> [AUSGANGSTEXT]:
——

Die versteckte Andeutung bei Pinker, dass es sich bei dem Oberhaupt des entstehenden Staats um einen Ortsfremden handelt, ist der Schlüssel zum Verständnis der Entstehung des Staats. Der durch die segmentäre Opposition[9] organisierte Widerstand[10] verhindert effektiv, wie wir gesehen haben, die Entstehung einer Zentralinstanz mit Erzwingungsstab innerhalb einer Ethnie. Konflikte zwischen zwei Ethnien regeln sich, falls keine andere Lösung gefunden wird, durch den Wegzug der Unterlegenen. Wenn ein solcher Wegzug nicht oder nur unzureichend möglich ist, macht dies möglich, dass die überlegene der unterlegenen Ethnie ein Verhältnis dauerhafter Tributzahlungen aufbürdet. Zu diesem Zweck bedarf es spezialisierter Personen, die den Tribut einfordern, falls er verweigert wird. Das ist der Ursprung des Erzwingungsstabs (der Polizei sozusagen).
Der Wegzug einer unterlegenen Konfliktpartei kann durch geografische Gegebenheiten begrenzt werden. Dies ist die »Einschlusstheorie« oder »Theorie der natürlichen Grenzen« von Robert Carneiro.[11] Es kam aber nicht überall, wo die Bedingungen eines Einschlusses verbunden mit einem Bevölkerungs- und Ernährungsdruck vorlagen, zur Staatsentstehung.[12] Zumindest muss sich eine gewisse Überschussproduktion und Lagerhaltung herausgebildet haben, damit Tribute geleistet werden können. Insofern ist die Errichtung einer dauerhaften, organisierten Herrschaft notwendig an die landwirtschaftliche Produktion gebunden. Und die Sesshaftigkeit, die mit der Landwirtschaft einhergeht, ist die wohl wirksamste Grenze für den Wegzug. Staatsentstehungen vor der neolithischen Revolution sind in der Tat unbekannt. Auch rief die neolithische Revolution vor rund 12.000 Jahren nicht unmittelbar Staatsentstehungen hervor. Allerdings stammen aus dieser Zeit häufigere Funde, die auf gewaltsame Konflikte schließen lassen. Doch erst vor fünf- bis sechstausend Jahren entstanden die ersten (primären) Staaten.[13] Über lange Zeit also konnten Nomaden und Bauern überwiegend friedlich koexistieren.[14] Wohlgemerkt: Auch nach Carneiro entsteht der Staat niemals ohne kriegerische Einwirkung; Krieg ist die zwingende, aber an sich noch nicht hinreichende Bedingung der Staatsentstehung nach Carneiro. Er benennt zusätzliche Faktoren, die vorliegen müssen, damit ein Staat entstehen kann.

——

Einträge aus einem Annotationsdatensatz
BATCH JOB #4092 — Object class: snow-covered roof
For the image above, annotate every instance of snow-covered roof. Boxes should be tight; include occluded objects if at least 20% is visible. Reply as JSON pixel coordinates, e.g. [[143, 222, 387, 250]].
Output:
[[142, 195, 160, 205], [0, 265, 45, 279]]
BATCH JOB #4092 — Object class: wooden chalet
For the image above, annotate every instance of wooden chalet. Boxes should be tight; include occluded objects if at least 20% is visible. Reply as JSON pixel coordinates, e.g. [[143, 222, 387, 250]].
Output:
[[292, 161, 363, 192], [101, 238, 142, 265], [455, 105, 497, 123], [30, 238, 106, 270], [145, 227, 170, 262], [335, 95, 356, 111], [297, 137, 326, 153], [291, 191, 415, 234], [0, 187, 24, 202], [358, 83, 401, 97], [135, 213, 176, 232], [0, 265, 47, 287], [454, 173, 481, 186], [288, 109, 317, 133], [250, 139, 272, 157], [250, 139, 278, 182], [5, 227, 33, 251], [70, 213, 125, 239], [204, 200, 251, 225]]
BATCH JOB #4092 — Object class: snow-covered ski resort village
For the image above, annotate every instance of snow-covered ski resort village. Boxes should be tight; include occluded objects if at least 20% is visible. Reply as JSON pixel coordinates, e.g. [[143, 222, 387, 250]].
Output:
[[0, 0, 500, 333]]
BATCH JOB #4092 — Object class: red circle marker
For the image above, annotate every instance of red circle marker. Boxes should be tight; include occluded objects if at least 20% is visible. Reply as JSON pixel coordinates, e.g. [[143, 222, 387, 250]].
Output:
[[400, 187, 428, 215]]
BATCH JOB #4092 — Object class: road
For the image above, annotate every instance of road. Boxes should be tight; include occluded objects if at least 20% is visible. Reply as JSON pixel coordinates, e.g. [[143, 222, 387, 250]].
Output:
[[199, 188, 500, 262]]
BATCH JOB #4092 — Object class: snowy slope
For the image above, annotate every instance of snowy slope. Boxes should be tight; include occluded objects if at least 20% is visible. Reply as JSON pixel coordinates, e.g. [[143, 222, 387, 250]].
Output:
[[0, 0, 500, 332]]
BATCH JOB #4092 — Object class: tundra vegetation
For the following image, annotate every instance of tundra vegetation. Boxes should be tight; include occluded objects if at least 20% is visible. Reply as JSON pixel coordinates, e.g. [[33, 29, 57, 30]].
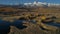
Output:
[[0, 7, 60, 34]]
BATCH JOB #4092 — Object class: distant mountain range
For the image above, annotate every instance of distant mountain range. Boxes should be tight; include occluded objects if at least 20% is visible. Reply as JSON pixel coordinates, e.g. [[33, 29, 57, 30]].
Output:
[[0, 1, 60, 8]]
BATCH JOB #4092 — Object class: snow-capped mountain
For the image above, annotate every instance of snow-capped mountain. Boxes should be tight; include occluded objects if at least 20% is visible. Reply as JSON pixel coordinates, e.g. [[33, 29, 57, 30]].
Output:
[[24, 1, 60, 7]]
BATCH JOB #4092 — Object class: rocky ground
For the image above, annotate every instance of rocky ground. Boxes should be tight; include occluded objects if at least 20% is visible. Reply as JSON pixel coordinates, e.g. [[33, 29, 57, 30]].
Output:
[[0, 8, 60, 34]]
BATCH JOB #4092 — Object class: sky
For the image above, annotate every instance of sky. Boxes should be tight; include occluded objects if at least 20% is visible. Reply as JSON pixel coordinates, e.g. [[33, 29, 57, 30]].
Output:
[[0, 0, 60, 4]]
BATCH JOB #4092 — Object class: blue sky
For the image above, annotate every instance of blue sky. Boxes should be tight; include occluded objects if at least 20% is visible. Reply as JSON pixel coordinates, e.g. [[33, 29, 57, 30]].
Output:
[[0, 0, 60, 4]]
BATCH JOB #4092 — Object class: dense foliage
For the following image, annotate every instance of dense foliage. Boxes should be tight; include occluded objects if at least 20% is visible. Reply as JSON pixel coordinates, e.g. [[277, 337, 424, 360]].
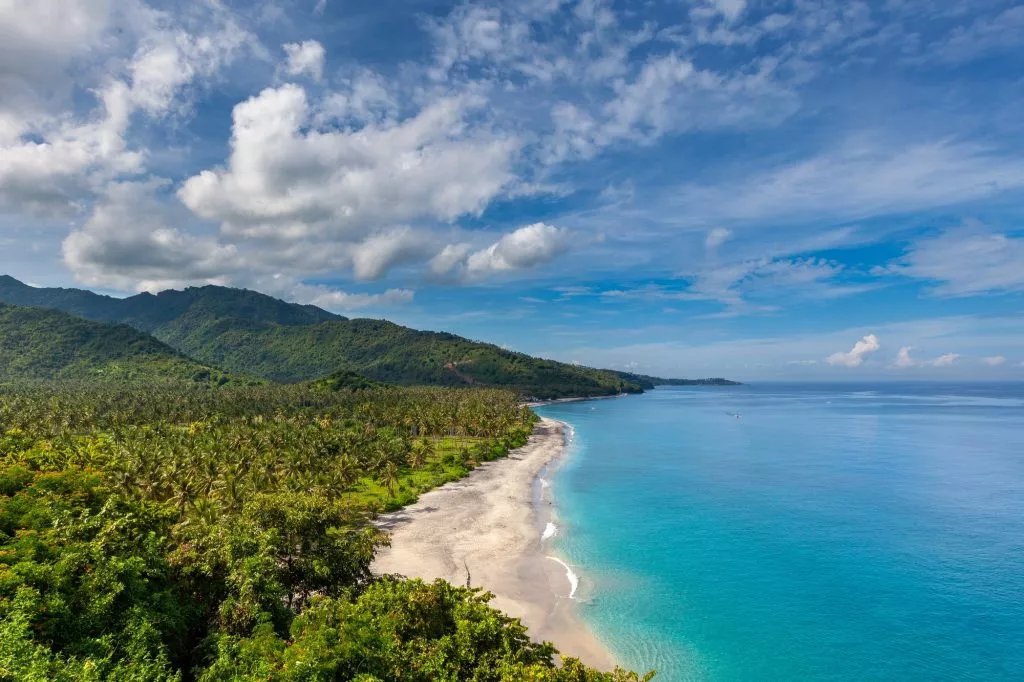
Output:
[[0, 385, 651, 682], [0, 276, 650, 398], [0, 303, 254, 386]]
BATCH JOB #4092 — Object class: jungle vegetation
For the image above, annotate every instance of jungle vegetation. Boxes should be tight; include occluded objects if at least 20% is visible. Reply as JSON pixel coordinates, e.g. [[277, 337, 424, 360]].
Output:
[[0, 303, 254, 386], [0, 382, 655, 682], [0, 275, 653, 398]]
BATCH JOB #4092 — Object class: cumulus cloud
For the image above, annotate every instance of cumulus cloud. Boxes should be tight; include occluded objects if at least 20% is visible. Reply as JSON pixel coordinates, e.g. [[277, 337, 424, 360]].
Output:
[[890, 346, 959, 370], [63, 180, 242, 291], [282, 40, 327, 81], [430, 222, 572, 280], [0, 0, 258, 215], [0, 83, 144, 215], [352, 227, 432, 280], [705, 227, 732, 249], [825, 334, 882, 367], [675, 139, 1024, 221], [279, 283, 414, 312], [179, 84, 519, 240]]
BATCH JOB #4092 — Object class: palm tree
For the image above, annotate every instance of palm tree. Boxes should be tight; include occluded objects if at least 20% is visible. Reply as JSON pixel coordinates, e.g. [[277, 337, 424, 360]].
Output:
[[380, 462, 398, 498]]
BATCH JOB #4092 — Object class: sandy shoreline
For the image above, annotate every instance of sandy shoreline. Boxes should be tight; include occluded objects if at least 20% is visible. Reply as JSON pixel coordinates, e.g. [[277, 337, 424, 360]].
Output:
[[373, 418, 614, 670]]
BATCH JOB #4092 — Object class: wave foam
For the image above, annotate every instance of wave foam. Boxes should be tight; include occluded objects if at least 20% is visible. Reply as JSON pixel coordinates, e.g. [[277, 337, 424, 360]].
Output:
[[545, 556, 580, 599]]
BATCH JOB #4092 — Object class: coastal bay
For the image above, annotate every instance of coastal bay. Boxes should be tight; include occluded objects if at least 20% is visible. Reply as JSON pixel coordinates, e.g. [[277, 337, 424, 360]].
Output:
[[373, 418, 614, 670]]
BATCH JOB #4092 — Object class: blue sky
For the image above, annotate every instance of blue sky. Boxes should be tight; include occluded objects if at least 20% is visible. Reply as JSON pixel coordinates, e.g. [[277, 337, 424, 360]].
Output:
[[0, 0, 1024, 380]]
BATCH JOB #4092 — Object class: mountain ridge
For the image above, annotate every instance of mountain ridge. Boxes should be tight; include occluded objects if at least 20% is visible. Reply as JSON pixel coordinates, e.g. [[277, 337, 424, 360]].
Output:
[[0, 275, 737, 398], [0, 302, 257, 386]]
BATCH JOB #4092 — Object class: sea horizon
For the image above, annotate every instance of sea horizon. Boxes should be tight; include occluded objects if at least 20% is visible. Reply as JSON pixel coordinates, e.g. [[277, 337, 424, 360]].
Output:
[[539, 381, 1024, 682]]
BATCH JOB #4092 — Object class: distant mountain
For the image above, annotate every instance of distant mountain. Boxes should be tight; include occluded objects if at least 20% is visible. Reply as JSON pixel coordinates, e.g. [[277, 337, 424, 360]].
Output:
[[0, 303, 253, 385], [0, 276, 737, 398], [616, 372, 742, 388]]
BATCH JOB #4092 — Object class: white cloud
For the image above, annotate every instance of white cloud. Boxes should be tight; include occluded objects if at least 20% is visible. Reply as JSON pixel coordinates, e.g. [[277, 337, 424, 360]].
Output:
[[890, 346, 959, 370], [542, 52, 798, 164], [282, 40, 327, 81], [878, 223, 1024, 297], [709, 0, 746, 24], [352, 227, 432, 280], [466, 222, 571, 279], [0, 82, 144, 214], [705, 227, 732, 249], [128, 10, 259, 116], [0, 0, 256, 215], [179, 84, 519, 240], [285, 284, 415, 312], [430, 244, 472, 276], [825, 334, 882, 368], [430, 222, 572, 280], [63, 180, 242, 291]]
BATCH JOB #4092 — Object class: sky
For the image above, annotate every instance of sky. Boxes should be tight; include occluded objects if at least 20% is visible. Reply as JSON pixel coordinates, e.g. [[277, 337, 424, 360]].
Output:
[[0, 0, 1024, 381]]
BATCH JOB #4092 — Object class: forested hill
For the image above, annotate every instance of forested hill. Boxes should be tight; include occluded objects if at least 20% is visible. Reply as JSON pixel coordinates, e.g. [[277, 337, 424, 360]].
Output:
[[0, 303, 253, 385], [0, 276, 652, 398]]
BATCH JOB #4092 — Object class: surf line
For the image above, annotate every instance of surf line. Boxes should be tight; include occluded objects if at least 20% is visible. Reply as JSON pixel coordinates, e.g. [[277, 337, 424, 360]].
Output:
[[544, 556, 580, 599]]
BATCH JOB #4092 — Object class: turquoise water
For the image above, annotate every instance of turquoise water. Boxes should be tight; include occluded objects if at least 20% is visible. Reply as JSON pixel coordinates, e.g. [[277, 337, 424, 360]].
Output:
[[540, 384, 1024, 682]]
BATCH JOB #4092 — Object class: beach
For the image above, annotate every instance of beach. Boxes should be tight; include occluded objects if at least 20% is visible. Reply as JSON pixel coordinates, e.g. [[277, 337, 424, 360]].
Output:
[[373, 411, 614, 670]]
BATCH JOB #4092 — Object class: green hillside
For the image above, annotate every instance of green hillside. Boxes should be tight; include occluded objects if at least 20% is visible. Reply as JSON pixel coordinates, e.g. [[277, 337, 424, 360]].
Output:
[[0, 278, 652, 398], [0, 303, 252, 385]]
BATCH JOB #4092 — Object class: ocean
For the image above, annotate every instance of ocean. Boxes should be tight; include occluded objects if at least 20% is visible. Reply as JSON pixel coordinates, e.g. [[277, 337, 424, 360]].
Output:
[[539, 383, 1024, 682]]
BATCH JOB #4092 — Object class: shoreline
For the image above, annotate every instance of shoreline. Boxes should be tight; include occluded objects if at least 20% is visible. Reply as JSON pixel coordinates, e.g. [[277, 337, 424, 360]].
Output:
[[372, 418, 615, 671]]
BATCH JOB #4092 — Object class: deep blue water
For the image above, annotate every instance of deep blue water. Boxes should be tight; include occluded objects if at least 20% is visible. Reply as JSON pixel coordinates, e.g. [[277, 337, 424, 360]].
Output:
[[540, 384, 1024, 682]]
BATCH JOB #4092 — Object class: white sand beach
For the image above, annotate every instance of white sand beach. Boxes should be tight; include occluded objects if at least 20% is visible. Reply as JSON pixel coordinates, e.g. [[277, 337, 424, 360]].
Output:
[[373, 419, 614, 670]]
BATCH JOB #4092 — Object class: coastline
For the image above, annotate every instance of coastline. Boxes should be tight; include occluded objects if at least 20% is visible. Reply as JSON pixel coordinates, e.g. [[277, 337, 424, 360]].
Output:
[[373, 418, 615, 671]]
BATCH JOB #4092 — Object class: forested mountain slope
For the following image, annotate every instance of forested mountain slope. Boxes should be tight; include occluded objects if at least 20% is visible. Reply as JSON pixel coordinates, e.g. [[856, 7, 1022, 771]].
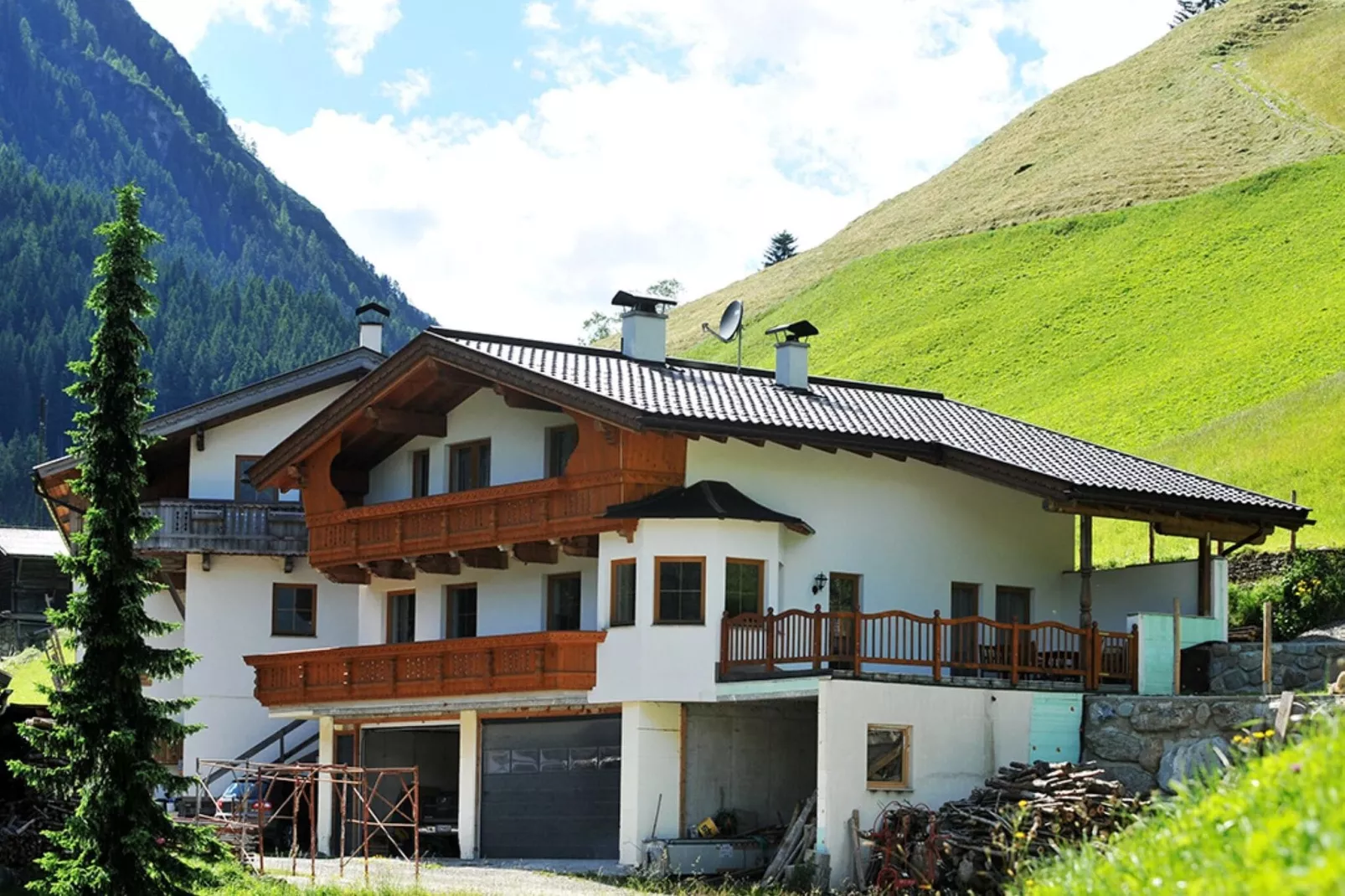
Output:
[[0, 0, 430, 523]]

——

> [AUFGABEN ZUR ÜBUNG]:
A. Wann entstanden laut dem Text über die Staatsentstehung die ersten primären Staaten?
B. Bring alle Datenzeilen von der mit „BATCH JOB #4092 — Object class: tundra“ bis hinunter zu der mit „303, 254, 386]]“ (beide eingeschlossen) in eine CSV mit den Spalten anfrage und antwort: jede Anfrage mit ihrer Antwort in einer CSV-Zeile, jedes Feld in Anführungszeichen und Zeilenumbrüche durch Leerzeichen ersetzt. Lass die Bilder dabei weg.
Der Text und die Datenzeilen haben nichts miteinander zu tun.

> [DIE LÖSUNGEN]:
A. Vor fünf- bis sechstausend Jahren.

B.
anfrage,antwort
"BATCH JOB #4092 — Object class: tundra vegetation For the following image, annotate every instance of tundra vegetation. Boxes should be tight; include occluded objects if at least 20% is visible. Reply as JSON pixel coordinates, e.g. [[33, 29, 57, 30]]. Output:","[[0, 7, 60, 34]]"
"BATCH JOB #4092 — Object class: distant mountain range For the image above, annotate every instance of distant mountain range. Boxes should be tight; include occluded objects if at least 20% is visible. Reply as JSON pixel coordinates, e.g. [[33, 29, 57, 30]]. Output:","[[0, 1, 60, 8]]"
"BATCH JOB #4092 — Object class: snow-capped mountain For the image above, annotate every instance of snow-capped mountain. Boxes should be tight; include occluded objects if at least 20% is visible. Reply as JSON pixel coordinates, e.g. [[33, 29, 57, 30]]. Output:","[[24, 1, 60, 7]]"
"BATCH JOB #4092 — Object class: rocky ground For the image above, annotate every instance of rocky ground. Boxes should be tight; include occluded objects if at least 20% is visible. Reply as JSON pixel coordinates, e.g. [[33, 29, 57, 30]]. Output:","[[0, 8, 60, 34]]"
"BATCH JOB #4092 — Object class: sky For the image above, annotate every instance of sky. Boxes should be tight; include occluded objects if at least 20% is visible. Reply as JSON pixel coordinates, e.g. [[33, 29, 57, 30]]. Output:","[[0, 0, 60, 4]]"
"BATCH JOB #4092 — Object class: blue sky For the image above, annotate every instance of blue sky. Boxes should be tight; include occluded objects if at least 20% is visible. Reply as JSON pixel coordinates, e.g. [[33, 29, 57, 30]]. Output:","[[0, 0, 60, 4]]"
"BATCH JOB #4092 — Object class: dense foliage For the following image, annotate every instance of dense foliage. Boxes should be tight; include occluded objects if at least 20% is visible. Reply as JSON pixel coordinates, e.g. [[277, 337, 424, 360]]. Output:","[[0, 385, 651, 682], [0, 276, 650, 398], [0, 303, 254, 386]]"